----- EXCERPT PROVIDED

The delta variant has become the prevalent strain worldwide, and the effectiveness of the current vaccines against this more transmissible variant is unclear, since VE was established during alpha variant dominance. Several observational studies have been conducted. The authors of a U.K. case-controlled study estimated the effectiveness of Comirnaty against the delta and alpha variants.4 A two-dose regimen of Comirnaty showed an adjusted vaccine effectiveness of 88% (95% CI, 85-90.1).

The CDC conducted an analysis of a cohort study of healthcare personnel, first responders, and other essential and frontline workers in eight U.S. locations to assess vaccine effectiveness during the alpha predominate vs. delta predominate periods.5 Among 4,217 participants, 65% received Comirnaty and 33% received the Moderna vaccine (mztns-1273). The CDC estimated the adjusted VE to be 66% during the delta predominate period vs. 91% in the alpha predominate period.

The authors of a preprint Mayo Clinic observational study reported the effectiveness of Comirnaty dropped to 42% while mRNA-1273 dropped to 76% during the month where the delta variant became dominant in Minnesota.6 However, both effectively prevented hospitalization, ICU admission, and death. The most recently reported data to the Advisory Committee on Immunization Practices (ACIP) indicate vaccine effectiveness against hospitalization ranging from 75% to 95%.7 Effectiveness in those ages > 75 years has dropped slightly, but remains > 80%.

----------
----- RECORD EXTRACTS

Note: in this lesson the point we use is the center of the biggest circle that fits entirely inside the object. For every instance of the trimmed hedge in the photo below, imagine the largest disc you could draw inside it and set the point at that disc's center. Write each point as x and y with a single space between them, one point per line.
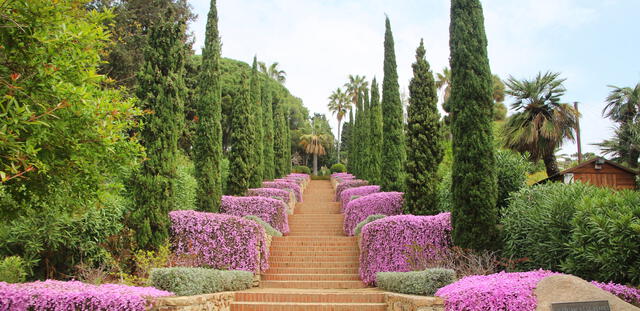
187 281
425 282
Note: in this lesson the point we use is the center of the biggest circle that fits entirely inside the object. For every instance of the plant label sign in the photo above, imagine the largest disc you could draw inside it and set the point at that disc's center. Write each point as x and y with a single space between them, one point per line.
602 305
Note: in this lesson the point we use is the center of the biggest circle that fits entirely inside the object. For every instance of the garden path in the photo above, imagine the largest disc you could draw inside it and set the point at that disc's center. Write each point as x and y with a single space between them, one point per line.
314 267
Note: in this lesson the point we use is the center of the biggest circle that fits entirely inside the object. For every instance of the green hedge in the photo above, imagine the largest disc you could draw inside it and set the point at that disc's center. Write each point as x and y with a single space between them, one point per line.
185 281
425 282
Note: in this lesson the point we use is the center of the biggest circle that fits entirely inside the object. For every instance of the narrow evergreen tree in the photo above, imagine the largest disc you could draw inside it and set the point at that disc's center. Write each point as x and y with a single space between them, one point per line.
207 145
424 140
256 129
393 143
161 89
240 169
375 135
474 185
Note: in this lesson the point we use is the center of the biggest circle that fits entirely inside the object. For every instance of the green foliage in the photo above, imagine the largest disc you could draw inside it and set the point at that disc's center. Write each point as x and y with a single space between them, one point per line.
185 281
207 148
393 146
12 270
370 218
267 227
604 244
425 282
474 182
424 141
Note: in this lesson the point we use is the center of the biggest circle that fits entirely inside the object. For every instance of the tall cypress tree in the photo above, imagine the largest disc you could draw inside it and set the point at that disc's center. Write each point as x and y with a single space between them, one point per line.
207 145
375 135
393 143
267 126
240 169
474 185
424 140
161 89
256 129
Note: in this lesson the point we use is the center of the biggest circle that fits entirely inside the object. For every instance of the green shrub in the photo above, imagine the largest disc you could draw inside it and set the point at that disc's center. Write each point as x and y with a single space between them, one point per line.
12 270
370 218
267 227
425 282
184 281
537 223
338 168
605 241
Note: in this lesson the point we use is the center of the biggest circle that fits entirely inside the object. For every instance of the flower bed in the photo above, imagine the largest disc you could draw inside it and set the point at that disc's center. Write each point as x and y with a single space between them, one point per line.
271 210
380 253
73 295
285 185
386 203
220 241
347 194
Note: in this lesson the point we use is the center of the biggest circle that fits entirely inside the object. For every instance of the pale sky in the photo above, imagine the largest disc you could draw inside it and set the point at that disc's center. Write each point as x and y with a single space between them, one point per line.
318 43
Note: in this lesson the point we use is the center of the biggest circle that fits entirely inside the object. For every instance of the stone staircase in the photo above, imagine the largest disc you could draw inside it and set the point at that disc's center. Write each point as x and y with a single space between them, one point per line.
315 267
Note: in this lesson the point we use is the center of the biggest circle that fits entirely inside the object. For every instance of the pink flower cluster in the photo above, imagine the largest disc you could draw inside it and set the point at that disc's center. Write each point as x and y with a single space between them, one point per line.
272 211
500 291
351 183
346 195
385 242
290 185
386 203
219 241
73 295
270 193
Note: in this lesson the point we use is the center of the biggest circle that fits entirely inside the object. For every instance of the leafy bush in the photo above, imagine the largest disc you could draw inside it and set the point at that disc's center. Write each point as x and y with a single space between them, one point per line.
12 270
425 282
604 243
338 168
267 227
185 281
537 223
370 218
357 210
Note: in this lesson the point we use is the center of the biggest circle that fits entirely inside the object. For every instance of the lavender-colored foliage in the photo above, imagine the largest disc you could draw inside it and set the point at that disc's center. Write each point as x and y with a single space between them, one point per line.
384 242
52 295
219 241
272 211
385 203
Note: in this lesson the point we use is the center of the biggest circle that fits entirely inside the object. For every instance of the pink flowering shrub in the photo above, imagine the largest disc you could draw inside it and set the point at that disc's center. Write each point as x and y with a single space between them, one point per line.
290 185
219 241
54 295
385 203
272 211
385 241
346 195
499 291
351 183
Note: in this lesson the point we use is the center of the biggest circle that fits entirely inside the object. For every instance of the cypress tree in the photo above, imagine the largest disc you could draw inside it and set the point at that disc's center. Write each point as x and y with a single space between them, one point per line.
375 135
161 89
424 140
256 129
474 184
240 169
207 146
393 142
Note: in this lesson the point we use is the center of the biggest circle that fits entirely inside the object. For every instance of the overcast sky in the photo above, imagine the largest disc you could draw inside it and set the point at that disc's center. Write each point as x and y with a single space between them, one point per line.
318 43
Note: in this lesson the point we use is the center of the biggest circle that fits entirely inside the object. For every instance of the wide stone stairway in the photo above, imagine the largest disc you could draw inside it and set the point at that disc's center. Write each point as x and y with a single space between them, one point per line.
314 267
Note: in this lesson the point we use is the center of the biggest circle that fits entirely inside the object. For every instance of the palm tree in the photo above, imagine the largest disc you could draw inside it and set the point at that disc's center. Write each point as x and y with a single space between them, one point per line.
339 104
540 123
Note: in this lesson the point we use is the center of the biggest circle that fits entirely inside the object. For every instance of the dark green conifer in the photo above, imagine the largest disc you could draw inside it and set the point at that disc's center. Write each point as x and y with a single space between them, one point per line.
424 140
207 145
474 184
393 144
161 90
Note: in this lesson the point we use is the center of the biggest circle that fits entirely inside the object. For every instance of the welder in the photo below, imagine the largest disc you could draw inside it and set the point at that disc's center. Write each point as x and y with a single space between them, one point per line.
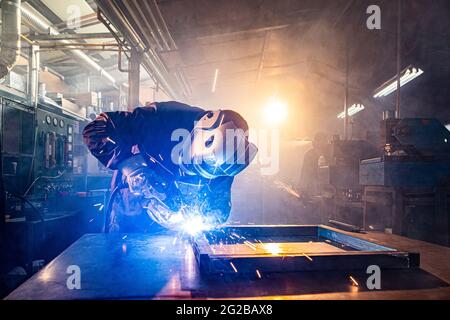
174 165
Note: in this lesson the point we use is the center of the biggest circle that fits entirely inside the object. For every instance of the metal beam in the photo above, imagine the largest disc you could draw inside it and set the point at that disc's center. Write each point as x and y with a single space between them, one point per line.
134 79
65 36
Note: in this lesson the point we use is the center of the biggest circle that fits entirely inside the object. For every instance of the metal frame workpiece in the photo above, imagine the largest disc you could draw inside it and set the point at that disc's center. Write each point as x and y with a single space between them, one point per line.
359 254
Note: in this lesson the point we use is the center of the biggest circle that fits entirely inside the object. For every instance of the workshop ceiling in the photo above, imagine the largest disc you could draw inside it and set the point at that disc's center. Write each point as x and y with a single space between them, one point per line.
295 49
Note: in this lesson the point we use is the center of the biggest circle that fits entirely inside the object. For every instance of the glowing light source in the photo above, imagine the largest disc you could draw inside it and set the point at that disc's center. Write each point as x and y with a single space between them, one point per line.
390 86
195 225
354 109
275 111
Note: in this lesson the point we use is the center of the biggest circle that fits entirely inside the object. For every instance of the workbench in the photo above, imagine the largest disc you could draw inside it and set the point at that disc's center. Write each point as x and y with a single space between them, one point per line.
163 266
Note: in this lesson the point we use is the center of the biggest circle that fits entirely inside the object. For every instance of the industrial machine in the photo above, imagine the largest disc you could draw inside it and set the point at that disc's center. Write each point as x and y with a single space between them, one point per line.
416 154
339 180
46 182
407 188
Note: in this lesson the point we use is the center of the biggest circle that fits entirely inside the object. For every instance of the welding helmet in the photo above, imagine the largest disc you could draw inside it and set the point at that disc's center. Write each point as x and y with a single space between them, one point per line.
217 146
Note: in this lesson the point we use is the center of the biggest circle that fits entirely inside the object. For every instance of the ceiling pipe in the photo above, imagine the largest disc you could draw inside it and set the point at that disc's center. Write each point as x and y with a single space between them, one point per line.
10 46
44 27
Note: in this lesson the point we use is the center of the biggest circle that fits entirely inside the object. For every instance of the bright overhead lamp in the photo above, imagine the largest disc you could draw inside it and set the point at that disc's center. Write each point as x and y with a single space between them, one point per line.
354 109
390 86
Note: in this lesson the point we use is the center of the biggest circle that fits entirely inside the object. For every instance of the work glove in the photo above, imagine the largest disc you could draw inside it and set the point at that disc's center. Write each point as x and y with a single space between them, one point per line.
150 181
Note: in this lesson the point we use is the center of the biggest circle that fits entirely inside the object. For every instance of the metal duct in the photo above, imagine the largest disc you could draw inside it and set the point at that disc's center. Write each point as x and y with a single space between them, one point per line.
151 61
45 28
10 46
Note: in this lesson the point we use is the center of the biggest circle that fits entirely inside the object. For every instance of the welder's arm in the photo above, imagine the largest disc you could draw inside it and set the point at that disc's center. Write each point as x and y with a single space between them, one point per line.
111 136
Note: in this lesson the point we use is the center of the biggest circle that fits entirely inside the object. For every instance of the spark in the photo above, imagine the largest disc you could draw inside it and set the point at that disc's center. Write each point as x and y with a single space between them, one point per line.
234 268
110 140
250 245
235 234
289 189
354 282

----------
----- RECORD EXTRACTS

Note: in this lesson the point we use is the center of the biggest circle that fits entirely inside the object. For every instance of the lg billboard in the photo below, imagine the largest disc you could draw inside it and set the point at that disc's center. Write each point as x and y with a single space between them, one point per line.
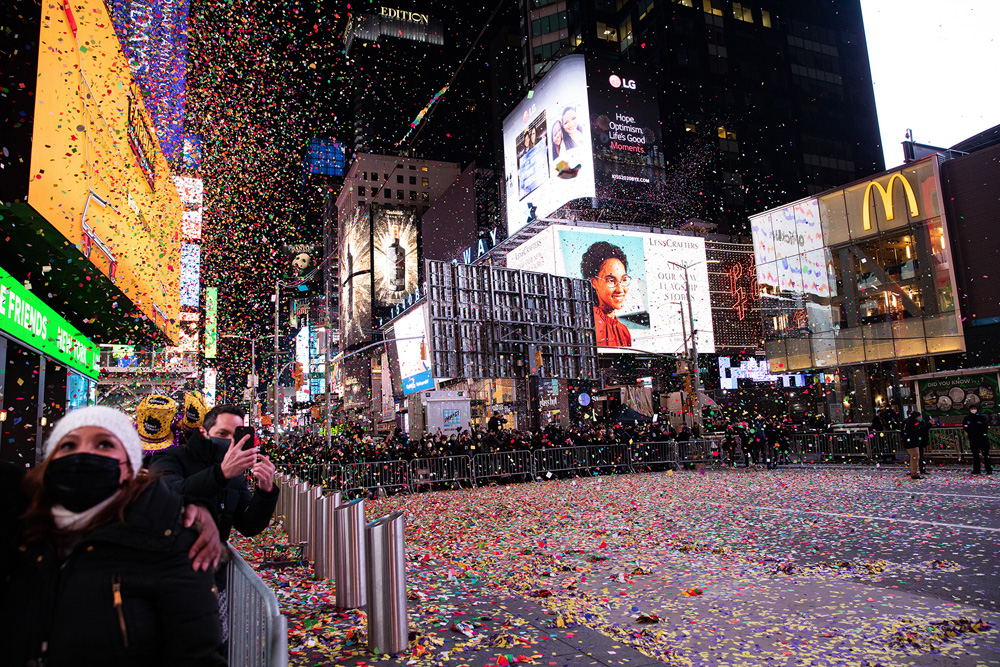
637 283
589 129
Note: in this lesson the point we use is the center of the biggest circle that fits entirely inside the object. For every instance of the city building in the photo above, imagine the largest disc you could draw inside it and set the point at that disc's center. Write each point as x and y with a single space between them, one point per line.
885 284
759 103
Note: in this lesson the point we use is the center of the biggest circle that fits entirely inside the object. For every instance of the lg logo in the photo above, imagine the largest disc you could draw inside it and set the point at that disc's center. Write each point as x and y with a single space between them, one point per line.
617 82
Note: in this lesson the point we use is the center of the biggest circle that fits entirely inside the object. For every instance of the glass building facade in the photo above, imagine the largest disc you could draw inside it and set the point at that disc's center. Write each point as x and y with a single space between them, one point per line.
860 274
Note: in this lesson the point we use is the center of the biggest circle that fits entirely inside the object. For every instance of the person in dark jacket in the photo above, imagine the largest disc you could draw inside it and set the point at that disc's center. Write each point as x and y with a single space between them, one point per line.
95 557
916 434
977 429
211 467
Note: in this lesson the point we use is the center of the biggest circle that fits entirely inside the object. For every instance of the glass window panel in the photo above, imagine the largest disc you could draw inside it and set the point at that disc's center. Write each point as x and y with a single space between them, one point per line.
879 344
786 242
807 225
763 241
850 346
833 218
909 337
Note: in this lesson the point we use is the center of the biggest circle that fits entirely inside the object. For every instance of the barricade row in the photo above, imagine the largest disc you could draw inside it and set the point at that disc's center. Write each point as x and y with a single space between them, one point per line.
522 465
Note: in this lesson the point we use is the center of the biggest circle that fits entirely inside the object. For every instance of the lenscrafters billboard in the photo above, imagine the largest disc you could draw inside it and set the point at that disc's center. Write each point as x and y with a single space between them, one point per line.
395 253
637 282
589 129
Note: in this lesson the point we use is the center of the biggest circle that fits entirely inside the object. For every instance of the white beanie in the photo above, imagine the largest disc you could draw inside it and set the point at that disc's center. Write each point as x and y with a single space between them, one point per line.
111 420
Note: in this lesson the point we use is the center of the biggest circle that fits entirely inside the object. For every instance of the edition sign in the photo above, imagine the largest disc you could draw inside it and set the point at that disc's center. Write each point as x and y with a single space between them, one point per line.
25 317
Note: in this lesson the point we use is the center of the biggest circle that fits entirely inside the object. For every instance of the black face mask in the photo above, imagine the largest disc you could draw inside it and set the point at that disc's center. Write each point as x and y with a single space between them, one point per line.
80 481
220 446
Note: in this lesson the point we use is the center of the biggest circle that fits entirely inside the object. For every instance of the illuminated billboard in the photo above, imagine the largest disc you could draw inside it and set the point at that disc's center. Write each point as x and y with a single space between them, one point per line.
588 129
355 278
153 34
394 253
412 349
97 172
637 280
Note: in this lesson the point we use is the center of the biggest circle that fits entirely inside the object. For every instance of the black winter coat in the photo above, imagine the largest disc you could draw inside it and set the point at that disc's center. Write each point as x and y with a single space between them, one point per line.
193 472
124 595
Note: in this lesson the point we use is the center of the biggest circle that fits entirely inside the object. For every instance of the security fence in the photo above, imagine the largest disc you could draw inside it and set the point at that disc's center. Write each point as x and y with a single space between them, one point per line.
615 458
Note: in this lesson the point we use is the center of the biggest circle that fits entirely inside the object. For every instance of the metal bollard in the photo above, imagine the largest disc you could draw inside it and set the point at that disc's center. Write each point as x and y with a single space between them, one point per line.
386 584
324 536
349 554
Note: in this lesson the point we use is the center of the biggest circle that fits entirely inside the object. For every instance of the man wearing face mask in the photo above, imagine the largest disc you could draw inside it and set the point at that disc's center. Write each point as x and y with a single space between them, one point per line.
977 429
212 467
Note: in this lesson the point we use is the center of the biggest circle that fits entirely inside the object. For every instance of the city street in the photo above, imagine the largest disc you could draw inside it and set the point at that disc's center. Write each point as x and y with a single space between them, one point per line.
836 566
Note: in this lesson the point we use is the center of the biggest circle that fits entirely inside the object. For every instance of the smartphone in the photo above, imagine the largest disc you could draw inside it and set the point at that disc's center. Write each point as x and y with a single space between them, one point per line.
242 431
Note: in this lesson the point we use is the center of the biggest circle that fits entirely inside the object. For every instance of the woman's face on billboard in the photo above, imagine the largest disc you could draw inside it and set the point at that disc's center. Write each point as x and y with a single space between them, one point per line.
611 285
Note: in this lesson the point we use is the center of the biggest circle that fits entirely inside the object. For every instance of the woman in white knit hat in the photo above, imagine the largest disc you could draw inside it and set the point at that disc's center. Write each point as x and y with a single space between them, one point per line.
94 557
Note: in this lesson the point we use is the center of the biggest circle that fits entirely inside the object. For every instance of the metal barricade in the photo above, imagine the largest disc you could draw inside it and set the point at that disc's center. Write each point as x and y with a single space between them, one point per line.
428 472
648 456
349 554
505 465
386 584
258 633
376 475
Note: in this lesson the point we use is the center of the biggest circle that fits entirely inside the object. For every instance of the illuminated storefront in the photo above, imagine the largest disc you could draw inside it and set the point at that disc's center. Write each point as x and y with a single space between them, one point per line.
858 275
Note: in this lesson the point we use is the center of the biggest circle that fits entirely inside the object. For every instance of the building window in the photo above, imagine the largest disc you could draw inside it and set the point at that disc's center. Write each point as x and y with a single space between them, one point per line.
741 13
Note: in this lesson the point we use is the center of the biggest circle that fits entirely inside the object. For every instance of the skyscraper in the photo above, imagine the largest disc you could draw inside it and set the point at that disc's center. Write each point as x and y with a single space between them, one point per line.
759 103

----------

- [YOUR ASSIGNMENT] Reproduce the passage on vaccine effectiveness against the delta variant from "The authors of a preprint" to "remains > 80%.", keeping every word unchanged. The records have nothing to do with the vaccine effectiveness text.

- [THE COMPLETED TASK]
The authors of a preprint Mayo Clinic observational study reported the effectiveness of Comirnaty dropped to 42% while mRNA-1273 dropped to 76% during the month where the delta variant became dominant in Minnesota.6 However, both effectively prevented hospitalization, ICU admission, and death. The most recently reported data to the Advisory Committee on Immunization Practices (ACIP) indicate vaccine effectiveness against hospitalization ranging from 75% to 95%.7 Effectiveness in those ages > 75 years has dropped slightly, but remains > 80%.